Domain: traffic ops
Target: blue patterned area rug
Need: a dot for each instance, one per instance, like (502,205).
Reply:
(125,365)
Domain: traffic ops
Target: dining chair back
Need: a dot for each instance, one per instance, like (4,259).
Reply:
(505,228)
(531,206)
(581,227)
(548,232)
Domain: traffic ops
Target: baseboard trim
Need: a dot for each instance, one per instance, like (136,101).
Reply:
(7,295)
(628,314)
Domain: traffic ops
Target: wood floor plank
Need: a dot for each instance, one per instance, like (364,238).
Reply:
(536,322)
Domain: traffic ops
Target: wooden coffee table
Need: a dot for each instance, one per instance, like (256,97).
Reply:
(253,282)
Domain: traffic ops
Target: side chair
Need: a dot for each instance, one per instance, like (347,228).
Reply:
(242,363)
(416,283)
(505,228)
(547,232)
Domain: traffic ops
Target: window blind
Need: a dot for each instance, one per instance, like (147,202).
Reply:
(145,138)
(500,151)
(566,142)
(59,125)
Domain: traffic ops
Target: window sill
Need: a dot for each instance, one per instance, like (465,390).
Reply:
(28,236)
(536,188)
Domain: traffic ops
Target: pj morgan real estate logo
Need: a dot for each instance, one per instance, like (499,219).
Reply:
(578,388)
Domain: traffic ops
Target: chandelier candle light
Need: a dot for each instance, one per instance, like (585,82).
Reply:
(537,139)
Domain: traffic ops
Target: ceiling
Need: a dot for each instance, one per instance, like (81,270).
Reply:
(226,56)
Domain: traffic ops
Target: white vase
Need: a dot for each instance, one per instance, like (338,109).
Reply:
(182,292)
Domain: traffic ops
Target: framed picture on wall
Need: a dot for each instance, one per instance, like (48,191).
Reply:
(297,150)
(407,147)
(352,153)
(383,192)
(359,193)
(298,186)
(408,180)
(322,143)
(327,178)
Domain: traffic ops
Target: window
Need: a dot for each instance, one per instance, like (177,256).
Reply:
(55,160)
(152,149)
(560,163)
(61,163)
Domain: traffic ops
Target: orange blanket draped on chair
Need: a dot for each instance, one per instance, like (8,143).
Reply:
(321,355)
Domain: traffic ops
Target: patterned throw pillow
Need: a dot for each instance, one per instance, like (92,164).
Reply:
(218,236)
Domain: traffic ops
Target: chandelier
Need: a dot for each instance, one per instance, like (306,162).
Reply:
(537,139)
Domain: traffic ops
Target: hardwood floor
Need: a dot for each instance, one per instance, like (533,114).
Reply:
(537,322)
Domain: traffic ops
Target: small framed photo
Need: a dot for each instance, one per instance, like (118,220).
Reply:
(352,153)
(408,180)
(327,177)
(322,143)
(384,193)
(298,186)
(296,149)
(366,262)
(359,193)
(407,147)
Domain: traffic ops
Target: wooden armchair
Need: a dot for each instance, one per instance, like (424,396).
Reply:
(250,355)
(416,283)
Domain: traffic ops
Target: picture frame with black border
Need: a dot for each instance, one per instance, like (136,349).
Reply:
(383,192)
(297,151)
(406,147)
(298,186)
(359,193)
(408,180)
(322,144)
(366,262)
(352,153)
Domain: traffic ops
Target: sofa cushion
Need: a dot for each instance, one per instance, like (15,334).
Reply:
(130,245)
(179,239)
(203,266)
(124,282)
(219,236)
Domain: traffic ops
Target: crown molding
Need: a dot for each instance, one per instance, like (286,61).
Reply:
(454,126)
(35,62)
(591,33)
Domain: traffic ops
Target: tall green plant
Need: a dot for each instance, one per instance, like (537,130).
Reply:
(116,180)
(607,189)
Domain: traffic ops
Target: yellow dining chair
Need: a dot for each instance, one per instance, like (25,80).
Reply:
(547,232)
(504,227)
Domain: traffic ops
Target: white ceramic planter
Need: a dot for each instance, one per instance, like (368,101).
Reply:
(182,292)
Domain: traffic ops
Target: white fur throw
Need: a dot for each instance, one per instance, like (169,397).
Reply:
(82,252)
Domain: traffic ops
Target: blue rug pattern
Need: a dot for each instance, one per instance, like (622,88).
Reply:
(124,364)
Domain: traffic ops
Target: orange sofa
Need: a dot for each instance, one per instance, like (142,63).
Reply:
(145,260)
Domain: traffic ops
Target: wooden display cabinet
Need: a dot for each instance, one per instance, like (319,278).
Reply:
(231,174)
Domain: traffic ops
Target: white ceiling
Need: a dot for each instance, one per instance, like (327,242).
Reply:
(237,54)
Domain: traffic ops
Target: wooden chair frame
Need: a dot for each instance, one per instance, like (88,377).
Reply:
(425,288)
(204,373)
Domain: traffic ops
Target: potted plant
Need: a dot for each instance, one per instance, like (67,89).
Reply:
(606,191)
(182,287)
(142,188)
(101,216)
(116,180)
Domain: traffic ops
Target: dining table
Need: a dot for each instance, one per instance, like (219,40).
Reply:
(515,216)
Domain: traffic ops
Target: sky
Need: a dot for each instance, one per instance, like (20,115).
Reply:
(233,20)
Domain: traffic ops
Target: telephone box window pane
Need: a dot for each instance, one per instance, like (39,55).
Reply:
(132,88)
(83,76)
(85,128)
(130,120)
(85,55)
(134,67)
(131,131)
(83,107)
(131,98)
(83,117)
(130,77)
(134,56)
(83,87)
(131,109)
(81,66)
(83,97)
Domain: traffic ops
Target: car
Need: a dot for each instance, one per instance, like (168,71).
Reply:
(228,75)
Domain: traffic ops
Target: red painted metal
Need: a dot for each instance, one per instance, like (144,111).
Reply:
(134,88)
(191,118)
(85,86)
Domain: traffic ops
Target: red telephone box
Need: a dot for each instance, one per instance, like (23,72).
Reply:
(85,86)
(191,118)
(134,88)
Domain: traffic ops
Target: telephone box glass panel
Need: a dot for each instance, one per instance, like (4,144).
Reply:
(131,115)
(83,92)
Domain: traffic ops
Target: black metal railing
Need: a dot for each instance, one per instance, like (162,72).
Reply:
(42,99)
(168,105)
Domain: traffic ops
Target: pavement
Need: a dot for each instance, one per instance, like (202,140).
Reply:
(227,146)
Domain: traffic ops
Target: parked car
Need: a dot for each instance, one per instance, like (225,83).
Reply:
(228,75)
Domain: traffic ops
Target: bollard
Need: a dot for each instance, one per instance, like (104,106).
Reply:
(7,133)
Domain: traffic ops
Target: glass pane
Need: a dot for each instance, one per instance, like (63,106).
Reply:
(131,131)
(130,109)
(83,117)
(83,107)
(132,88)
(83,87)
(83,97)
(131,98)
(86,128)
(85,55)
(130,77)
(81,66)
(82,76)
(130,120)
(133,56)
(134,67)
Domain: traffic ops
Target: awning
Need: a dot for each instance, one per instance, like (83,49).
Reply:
+ + + +
**WORK TO COMPLETE**
Repeat the material from above exactly, word for word.

**FULL SOLUTION**
Domain: traffic ops
Target: blue patterned area rug
Need: a dot for each instance, one per instance, like (502,205).
Reply:
(125,365)
Domain: traffic ops
Target: dining chair back
Need: a dot for each instance, one per instance, like (4,259).
Reply:
(505,228)
(531,206)
(581,227)
(548,232)
Domain: traffic ops
Target: baseboard trim
Need: a dot for each instance, one per instance, like (136,101).
Reply:
(7,295)
(628,314)
Domain: traffic ops
Target: wood floor plank
Need: a dot for each instance, one per instance, like (364,238).
Reply:
(536,322)
Domain: traffic ops
Target: wooden coffee table
Need: a dot for each instance, one per instance, like (256,97).
Reply:
(253,282)
Domain: traffic ops
Target: side chair
Need: a dot for each instance, one per instance, like (347,228).
Reply:
(242,363)
(416,283)
(505,228)
(547,232)
Domain: traffic ops
Target: window blind
Need: a dot for each instance, one per instance, like (147,202).
Reply:
(145,138)
(500,151)
(566,142)
(59,125)
Domain: traffic ops
Target: window sill
Need: a dot for each instance, one per instance, like (465,390).
Reply:
(28,236)
(536,188)
Domain: traffic ops
Target: pj morgan real estate logo
Need: a dot for each instance, one per instance, like (499,219).
Reply:
(578,388)
Domain: traffic ops
Target: chandelier candle light
Need: a dot for each instance, one per instance, like (585,82).
Reply:
(537,139)
Domain: traffic ops
Target: ceiling
Need: a dot for each instance, one per instance, like (81,270).
Reply:
(226,56)
Domain: traffic ops
Target: white vase
Need: a dot for each instance, one per instance, like (338,109).
Reply:
(182,292)
Domain: traffic ops
Target: framed picture on wall
Need: a dot for each instance, one per instance, like (48,191).
Reply:
(297,150)
(407,147)
(352,153)
(383,192)
(359,193)
(298,186)
(408,180)
(322,143)
(327,178)
Domain: traffic ops
Target: window
Need: a dot for each instance, one per instance, like (177,256).
Reply:
(55,160)
(152,149)
(560,163)
(61,163)
Domain: traffic ops
Target: orange blanket draped on chair
Need: a dot for each instance, one per instance, like (8,143).
Reply:
(321,355)
Domain: traffic ops
Target: patterned throw pillow
Need: a dot for each instance, one per instance, like (92,164).
Reply:
(218,236)
Domain: traffic ops
Target: chandelier
Need: a dot for each instance, one per instance, like (306,162).
Reply:
(537,139)
Domain: traffic ops
Target: hardwood floor
Need: a dot for each instance, one per instance, like (533,114).
Reply:
(537,322)
Domain: traffic ops
Target: small framed photo
Need: a dot for each instance, one per instance, like (118,220).
Reply:
(352,153)
(408,180)
(327,177)
(322,143)
(384,193)
(298,186)
(296,149)
(366,262)
(359,193)
(407,147)
Domain: traffic ops
Target: wooden armchair
Need: a dot for each instance, one per instance, like (424,396).
Reply:
(250,355)
(416,283)
Domain: traffic ops
Target: picture frame with black border
Need: a dot for each instance, one per instance, like (136,349).
Reply:
(383,192)
(297,151)
(406,147)
(298,186)
(359,193)
(408,180)
(322,144)
(366,262)
(352,153)
Domain: traffic ops
Target: sofa cushion
Need: a dot for each instance, one per instance, like (15,334).
Reply:
(130,245)
(179,239)
(203,266)
(124,282)
(219,236)
Domain: traffic ops
Target: crown molding
Need: a dot for each instance, one per instance, like (286,61).
Reply:
(454,126)
(35,62)
(591,33)
Domain: traffic ops
Target: tall green plant
Need: a dot for each instance, one per instance, like (537,130).
Reply:
(116,180)
(607,189)
Domain: traffic ops
Target: yellow dining chair
Need: a dot for each instance, one per instance, like (25,80).
Reply:
(547,232)
(504,227)
Domain: traffic ops
Target: white ceramic planter
Need: a dot for each instance, one per instance, like (368,101).
Reply:
(182,292)
Domain: traffic ops
Target: white fur throw
Need: a dot for each instance, one per instance, like (169,397).
Reply:
(82,252)
Domain: traffic ops
Target: blue rug pattern
Need: a dot for each instance, one per instance, like (622,88).
Reply:
(124,364)
Domain: traffic ops
Target: orange sofa
Need: a dot for each instance, one per instance, like (142,63).
Reply:
(145,260)
Domain: traffic ops
Target: wooden display cabinet
Need: a dot for each instance, one per instance, like (319,278).
Reply:
(231,174)
Domain: traffic ops
Target: white ceiling
Need: a dot for each instance, one per instance, like (327,242).
Reply:
(237,54)
Domain: traffic ops
Target: wooden chair frame
Need: a dot for each instance, one per instance, like (88,377).
Reply:
(425,288)
(204,373)
Domain: traffic ops
Target: potted plant
Need: a dot for each instance, one per instance, like (67,89).
Reply:
(606,191)
(182,287)
(142,188)
(101,216)
(116,180)
Domain: traffic ops
Target: dining table
Need: a dot for each instance, one per instance, like (219,40).
Reply:
(515,216)
Domain: traffic ops
Target: sky
Need: a dot for each instance, one per instance, like (20,115).
Reply:
(233,20)
Domain: traffic ops
Target: telephone box window pane
Need: a dot for each instance, one per instance, like (39,55).
Reply:
(132,88)
(83,76)
(85,128)
(130,120)
(85,55)
(134,67)
(131,131)
(83,107)
(131,98)
(83,117)
(130,77)
(134,56)
(83,87)
(131,109)
(81,66)
(83,97)
Domain: traffic ops
Target: car
Need: a dot for each instance, one per instance, like (168,71).
Reply:
(228,75)
Domain: traffic ops
Target: red painted metal
Need: a dot for each instance, one per instance, like (144,111).
Reply:
(134,88)
(191,118)
(85,86)
Domain: traffic ops
Target: red telephone box
Need: a dot for each instance, one per instance, like (23,72).
Reply:
(85,86)
(191,118)
(134,88)
Domain: traffic ops
Target: telephone box glass panel
Need: a dot for each instance, one per instance, like (4,144).
Reply:
(131,115)
(83,92)
Domain: traffic ops
Target: black metal railing
Need: a dot for each instance, one per instance, like (162,72).
Reply:
(42,99)
(168,105)
Domain: traffic ops
Target: pavement
Need: a dot for each instance, one per instance, like (202,140).
Reply:
(227,146)
Domain: traffic ops
Target: parked car
Need: a dot for each instance, one per instance, like (225,83).
Reply:
(228,75)
Domain: traffic ops
Target: bollard
Need: a dot for each instance, one per instance, like (104,106).
Reply:
(7,133)
Domain: traffic ops
Target: glass pane
Need: a dot for each instance, one per instance, like (63,106).
Reply:
(131,131)
(130,109)
(83,117)
(83,107)
(132,88)
(83,87)
(83,97)
(131,98)
(86,128)
(85,55)
(130,77)
(81,66)
(82,76)
(130,120)
(133,56)
(134,67)
Domain: traffic ops
Target: awning
Need: a dot for each instance, one per instance, like (83,49).
Reply:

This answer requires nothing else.